> _CONSIGNES DES EXERCICES_:
(1) D'après l'extrait ci-dessous, à quoi les infractions sont-elles soumises ?
(2) Indiquez si chacune des affirmations suivantes concorde avec l'extrait ci-dessous. Répondez par oui ou par non et citez les mots de l'extrait qui tranchent.
(a) Avoir recours à la justice est présenté comme un processus rapide et peu coûteux.
(b) Les infractions sont soumises à prescription.
(c) Accepter un tel système juridique reviendrait, pour les séropositifVEs, à s'auto-criminaliser.
(3) Modifiez un passage de l'extrait ci-dessous en remplaçant « coûteux » par « onéreux ». Commencez aux mots « Le débat de » et arrêtez-vous après « plus obtenir réparation. ».

> _EXTRAIT CHOISI_:
<<<<
Le débat de justice est un danger pour les séropositifVEs
Tout d’abord, avoir recours à la justice est un processus long et coûteux dans lequel seulEs les plus fortunéEs pourront bénéficier de réels moyens pour se défendre. Ensuite, la reconnaissance d’une telle responsabilité créerait des injustices temporelles : les infractions étant soumises à prescription, les personnes ayant été contaminées par le passé et dont le délai pour avoir recours à la justice aurait expiré ne pourraient plus obtenir réparation.
Reconnaître et accepter un tel système juridique, reviendrait pour les séropositifVEs à s’auto-criminaliser : en voulant poursuivre en justice celles ou ceux, que les plaignantEs suspectent de leur avoir transmis le virus deviennent, de facto, en tant que séropositifVEs, de futurEs coupables. On entrerait ainsi dans une chaîne de responsabilité infinie de contaminéEs à contaminateurSEs.
>>>>
> _DONNÉES ENREGISTRÉES_:
<<<<
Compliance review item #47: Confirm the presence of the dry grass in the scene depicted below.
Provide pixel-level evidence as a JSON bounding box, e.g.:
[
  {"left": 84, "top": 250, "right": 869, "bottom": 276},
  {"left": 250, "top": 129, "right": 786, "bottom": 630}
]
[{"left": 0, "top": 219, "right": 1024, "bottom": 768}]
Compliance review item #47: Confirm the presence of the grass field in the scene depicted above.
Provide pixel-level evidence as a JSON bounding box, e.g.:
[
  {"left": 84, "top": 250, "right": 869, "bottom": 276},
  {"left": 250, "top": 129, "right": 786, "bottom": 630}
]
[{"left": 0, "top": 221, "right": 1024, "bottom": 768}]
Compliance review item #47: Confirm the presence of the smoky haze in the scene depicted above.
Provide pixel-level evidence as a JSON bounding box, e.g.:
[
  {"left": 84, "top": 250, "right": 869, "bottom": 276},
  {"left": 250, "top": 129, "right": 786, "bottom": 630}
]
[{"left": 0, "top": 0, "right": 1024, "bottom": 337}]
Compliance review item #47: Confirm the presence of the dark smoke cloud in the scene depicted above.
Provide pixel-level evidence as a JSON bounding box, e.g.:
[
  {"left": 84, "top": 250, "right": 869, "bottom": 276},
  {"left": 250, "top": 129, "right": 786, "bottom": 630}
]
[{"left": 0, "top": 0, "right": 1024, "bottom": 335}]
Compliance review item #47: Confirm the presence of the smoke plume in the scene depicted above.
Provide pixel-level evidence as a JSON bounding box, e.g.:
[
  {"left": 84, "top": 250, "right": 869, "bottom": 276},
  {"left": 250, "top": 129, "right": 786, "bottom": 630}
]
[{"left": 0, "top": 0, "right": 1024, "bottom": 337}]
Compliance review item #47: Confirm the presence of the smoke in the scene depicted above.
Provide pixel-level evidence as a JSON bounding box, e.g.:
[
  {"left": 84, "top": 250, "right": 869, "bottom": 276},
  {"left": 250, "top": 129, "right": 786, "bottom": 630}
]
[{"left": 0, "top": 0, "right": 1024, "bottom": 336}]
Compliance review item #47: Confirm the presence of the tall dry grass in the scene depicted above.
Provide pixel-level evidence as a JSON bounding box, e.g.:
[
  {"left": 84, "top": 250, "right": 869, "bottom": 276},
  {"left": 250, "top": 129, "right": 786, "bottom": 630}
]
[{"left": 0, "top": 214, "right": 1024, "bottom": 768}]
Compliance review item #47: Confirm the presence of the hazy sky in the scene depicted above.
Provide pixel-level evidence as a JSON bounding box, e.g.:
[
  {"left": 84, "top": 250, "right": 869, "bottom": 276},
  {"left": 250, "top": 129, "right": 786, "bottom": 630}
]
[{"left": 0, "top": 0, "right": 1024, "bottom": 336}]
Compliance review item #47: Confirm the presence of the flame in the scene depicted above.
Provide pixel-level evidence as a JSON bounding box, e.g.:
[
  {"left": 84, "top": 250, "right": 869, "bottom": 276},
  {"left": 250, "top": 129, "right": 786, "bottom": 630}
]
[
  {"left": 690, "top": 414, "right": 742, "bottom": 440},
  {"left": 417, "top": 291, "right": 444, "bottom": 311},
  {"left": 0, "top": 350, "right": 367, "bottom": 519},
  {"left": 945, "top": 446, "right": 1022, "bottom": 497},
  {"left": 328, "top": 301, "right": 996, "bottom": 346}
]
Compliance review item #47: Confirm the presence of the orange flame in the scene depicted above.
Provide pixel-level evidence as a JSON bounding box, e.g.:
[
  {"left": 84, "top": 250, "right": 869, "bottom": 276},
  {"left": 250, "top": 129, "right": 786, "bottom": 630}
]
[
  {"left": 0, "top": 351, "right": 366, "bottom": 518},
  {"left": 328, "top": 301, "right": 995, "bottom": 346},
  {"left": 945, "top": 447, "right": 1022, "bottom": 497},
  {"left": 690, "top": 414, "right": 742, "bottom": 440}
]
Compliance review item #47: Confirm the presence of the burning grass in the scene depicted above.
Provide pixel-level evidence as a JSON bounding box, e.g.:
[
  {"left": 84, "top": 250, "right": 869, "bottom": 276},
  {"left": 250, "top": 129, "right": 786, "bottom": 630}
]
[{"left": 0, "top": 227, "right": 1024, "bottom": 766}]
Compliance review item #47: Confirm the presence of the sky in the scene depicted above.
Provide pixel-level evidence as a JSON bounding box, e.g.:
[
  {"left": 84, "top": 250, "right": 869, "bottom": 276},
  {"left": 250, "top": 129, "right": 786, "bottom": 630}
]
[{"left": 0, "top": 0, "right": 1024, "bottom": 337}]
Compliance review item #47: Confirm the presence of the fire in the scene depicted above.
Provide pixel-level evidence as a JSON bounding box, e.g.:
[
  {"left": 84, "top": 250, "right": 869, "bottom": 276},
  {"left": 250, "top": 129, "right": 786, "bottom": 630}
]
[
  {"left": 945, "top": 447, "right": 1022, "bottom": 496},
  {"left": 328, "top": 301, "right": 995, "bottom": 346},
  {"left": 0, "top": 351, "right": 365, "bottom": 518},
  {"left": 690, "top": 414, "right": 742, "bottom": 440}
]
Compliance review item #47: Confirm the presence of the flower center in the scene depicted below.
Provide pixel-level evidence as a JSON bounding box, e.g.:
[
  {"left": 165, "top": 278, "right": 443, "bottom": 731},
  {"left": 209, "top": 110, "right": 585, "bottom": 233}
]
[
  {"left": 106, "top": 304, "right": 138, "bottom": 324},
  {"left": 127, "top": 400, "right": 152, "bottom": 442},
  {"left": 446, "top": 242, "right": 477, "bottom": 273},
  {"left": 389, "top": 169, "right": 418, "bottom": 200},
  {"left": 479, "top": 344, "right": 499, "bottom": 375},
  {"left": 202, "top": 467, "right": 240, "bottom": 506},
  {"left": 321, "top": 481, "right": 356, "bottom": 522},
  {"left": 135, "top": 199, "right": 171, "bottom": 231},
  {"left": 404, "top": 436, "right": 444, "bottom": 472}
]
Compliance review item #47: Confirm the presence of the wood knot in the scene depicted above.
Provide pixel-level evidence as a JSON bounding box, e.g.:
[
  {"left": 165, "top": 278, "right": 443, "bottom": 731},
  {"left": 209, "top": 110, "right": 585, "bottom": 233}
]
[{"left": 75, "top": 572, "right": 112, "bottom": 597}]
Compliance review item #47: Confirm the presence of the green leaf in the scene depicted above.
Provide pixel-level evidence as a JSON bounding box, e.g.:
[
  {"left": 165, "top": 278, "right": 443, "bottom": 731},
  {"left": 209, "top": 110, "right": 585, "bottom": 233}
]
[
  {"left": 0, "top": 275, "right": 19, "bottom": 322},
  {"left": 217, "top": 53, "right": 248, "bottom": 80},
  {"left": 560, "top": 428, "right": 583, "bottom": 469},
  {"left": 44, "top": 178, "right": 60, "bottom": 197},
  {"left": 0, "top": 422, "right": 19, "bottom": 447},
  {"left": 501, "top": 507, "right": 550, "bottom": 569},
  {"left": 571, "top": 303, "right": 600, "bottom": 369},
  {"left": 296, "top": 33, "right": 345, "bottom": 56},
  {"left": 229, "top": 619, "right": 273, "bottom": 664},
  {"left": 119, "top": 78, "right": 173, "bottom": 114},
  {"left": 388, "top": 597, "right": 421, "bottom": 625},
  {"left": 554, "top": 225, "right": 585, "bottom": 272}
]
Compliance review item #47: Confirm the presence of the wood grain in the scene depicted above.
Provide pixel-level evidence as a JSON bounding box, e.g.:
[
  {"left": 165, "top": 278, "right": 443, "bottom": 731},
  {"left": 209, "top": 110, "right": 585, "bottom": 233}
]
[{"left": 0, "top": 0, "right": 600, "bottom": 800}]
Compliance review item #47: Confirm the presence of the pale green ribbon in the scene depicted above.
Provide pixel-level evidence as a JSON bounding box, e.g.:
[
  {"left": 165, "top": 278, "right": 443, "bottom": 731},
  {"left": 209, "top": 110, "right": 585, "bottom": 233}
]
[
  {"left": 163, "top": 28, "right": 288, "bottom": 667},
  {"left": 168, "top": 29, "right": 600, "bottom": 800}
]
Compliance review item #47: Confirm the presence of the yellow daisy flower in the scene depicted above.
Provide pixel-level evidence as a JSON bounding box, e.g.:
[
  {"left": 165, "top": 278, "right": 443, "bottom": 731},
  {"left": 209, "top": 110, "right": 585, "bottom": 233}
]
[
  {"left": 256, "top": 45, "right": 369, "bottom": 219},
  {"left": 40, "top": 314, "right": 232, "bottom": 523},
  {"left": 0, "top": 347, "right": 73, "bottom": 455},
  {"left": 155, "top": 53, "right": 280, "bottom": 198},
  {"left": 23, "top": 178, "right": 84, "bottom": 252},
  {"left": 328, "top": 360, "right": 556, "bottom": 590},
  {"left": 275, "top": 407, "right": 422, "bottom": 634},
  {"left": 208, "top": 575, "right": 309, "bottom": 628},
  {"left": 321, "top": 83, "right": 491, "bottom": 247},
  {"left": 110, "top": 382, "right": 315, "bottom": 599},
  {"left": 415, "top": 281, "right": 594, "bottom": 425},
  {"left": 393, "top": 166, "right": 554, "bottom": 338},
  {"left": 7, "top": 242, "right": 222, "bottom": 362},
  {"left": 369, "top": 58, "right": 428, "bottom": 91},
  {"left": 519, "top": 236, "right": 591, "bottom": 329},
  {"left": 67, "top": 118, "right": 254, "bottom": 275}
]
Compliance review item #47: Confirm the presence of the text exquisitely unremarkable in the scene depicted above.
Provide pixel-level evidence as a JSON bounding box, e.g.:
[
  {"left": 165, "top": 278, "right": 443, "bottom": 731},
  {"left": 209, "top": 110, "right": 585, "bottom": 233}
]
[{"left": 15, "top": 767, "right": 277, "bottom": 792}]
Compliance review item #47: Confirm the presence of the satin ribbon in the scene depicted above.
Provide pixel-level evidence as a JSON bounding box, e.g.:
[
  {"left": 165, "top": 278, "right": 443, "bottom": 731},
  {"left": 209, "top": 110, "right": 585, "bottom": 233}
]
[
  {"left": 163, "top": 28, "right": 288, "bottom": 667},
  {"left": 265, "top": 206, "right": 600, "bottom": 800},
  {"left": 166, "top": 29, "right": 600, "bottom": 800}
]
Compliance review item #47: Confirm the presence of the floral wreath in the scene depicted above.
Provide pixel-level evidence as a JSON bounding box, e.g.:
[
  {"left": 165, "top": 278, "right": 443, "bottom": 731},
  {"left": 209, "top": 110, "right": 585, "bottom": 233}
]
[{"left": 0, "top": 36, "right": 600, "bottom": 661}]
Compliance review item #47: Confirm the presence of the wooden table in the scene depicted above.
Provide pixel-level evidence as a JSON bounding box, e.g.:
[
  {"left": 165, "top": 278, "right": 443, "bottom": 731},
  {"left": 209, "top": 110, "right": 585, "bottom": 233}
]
>>>>
> _CORRIGÉS DES EXERCICES_:
(1) Les infractions sont soumises à prescription.

(2)
(a) Non : « un processus long et coûteux ».
(b) Oui : « les infractions étant soumises à prescription ».
(c) Oui : « reviendrait pour les séropositifVEs à s’auto-criminaliser ».

(3)
Le débat de justice est un danger pour les séropositifVEs
Tout d’abord, avoir recours à la justice est un processus long et onéreux dans lequel seulEs les plus fortunéEs pourront bénéficier de réels moyens pour se défendre. Ensuite, la reconnaissance d’une telle responsabilité créerait des injustices temporelles : les infractions étant soumises à prescription, les personnes ayant été contaminées par le passé et dont le délai pour avoir recours à la justice aurait expiré ne pourraient plus obtenir réparation.